BEGIN Stored data

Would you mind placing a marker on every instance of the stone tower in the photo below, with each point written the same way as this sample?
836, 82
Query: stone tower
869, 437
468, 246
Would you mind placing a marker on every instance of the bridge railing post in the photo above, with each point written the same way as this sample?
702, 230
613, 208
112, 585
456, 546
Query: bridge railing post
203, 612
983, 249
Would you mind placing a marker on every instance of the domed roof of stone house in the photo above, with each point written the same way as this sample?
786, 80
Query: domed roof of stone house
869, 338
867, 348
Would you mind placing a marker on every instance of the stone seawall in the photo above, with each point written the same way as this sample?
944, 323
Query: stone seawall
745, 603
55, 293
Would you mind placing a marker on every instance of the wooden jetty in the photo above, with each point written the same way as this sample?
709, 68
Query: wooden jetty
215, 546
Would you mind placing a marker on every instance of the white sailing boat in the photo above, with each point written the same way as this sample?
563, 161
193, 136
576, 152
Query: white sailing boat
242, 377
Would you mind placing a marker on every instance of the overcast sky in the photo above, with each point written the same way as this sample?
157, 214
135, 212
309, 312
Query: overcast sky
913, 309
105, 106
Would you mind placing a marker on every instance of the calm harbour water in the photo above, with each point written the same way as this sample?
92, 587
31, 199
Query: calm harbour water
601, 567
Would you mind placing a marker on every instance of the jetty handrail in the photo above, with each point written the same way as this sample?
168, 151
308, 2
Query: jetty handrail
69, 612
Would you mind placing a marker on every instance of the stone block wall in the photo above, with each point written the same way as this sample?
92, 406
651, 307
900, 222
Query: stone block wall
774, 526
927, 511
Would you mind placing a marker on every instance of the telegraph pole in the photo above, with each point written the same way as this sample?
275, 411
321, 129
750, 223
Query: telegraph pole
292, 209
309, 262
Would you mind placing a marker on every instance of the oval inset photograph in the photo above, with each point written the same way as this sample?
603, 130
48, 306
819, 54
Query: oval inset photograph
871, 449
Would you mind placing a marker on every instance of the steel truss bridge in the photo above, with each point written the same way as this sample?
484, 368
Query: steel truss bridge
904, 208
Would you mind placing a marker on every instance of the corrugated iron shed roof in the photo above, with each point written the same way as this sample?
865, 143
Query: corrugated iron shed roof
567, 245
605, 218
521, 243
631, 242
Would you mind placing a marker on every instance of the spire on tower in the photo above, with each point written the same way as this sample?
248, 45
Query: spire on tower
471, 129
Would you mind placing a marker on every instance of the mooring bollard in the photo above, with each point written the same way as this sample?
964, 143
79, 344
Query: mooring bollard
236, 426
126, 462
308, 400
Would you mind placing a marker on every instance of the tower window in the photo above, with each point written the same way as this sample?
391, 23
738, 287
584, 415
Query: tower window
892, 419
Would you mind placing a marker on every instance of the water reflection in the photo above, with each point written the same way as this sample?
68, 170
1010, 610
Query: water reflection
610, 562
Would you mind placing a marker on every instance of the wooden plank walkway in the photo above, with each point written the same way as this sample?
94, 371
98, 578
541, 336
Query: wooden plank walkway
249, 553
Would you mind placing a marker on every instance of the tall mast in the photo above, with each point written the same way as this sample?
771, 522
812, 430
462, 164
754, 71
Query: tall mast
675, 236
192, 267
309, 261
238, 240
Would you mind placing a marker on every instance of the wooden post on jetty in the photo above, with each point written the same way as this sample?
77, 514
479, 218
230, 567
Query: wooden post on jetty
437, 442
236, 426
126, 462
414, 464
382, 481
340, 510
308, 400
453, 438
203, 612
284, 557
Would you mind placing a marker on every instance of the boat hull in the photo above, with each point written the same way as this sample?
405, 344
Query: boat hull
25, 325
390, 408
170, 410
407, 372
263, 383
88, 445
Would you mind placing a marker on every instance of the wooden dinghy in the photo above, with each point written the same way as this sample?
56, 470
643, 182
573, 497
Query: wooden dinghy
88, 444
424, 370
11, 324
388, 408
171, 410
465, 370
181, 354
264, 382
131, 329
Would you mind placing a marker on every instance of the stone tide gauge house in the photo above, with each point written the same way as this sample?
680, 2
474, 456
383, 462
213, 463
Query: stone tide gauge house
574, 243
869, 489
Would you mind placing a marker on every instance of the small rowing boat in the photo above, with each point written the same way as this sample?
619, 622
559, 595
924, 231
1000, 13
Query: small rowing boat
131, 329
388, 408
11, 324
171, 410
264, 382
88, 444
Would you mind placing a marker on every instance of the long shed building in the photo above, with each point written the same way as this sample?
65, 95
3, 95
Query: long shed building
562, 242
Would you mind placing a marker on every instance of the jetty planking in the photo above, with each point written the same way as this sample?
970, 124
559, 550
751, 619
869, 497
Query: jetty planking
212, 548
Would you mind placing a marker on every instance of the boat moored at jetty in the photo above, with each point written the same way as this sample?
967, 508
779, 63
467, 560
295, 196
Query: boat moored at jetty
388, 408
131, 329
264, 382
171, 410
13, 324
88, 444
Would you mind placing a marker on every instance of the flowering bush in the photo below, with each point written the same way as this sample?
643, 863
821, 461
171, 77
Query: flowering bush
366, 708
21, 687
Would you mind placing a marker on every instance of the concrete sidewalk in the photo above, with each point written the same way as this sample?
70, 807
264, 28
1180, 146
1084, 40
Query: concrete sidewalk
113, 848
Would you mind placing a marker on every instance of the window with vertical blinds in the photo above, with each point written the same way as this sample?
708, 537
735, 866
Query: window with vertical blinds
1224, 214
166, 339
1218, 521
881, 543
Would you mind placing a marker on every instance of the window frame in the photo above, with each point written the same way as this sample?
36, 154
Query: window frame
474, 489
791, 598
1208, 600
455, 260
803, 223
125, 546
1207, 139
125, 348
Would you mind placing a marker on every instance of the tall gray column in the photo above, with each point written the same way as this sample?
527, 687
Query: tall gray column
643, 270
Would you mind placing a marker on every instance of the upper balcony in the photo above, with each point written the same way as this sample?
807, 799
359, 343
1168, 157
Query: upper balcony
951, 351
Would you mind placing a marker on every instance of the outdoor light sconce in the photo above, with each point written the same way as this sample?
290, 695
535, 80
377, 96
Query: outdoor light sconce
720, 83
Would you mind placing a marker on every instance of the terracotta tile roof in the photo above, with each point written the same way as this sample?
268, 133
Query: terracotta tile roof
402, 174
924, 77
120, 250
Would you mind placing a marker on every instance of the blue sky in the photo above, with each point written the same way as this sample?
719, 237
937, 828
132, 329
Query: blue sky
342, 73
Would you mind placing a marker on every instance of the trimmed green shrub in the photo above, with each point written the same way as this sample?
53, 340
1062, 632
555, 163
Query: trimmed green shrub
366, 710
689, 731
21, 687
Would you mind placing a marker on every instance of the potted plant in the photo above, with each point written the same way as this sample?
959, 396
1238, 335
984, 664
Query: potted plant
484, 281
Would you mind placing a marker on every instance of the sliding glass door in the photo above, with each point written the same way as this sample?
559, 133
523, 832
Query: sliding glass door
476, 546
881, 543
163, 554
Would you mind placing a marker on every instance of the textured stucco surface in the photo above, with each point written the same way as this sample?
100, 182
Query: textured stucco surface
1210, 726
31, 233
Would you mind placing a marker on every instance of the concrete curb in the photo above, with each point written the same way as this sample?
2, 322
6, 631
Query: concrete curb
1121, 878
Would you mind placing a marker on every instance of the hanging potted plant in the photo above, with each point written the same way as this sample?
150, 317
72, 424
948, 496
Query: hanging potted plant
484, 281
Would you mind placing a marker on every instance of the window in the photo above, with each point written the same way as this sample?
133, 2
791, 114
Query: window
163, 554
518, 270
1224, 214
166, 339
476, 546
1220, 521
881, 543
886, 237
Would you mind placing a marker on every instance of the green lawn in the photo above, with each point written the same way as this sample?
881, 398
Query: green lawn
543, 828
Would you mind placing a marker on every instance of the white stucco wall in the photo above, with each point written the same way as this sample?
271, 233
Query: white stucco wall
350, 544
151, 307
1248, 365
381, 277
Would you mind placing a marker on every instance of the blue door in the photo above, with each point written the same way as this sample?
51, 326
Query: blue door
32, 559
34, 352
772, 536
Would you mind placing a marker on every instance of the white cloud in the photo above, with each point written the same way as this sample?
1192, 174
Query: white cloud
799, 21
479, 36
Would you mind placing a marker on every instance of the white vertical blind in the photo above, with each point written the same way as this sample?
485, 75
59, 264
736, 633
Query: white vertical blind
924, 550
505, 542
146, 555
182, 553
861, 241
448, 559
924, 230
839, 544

END Stored data

• _Task directions_: From the entries above, pull out each line that includes "below".

• _Solved problem_:
Would you mind placing a marker on every instance of the stone tower in the photo below, with each point written the same way as this sample?
Would you mind placing a marker on every instance of the flowering bush in the photo below, with each point written the same way as this sample?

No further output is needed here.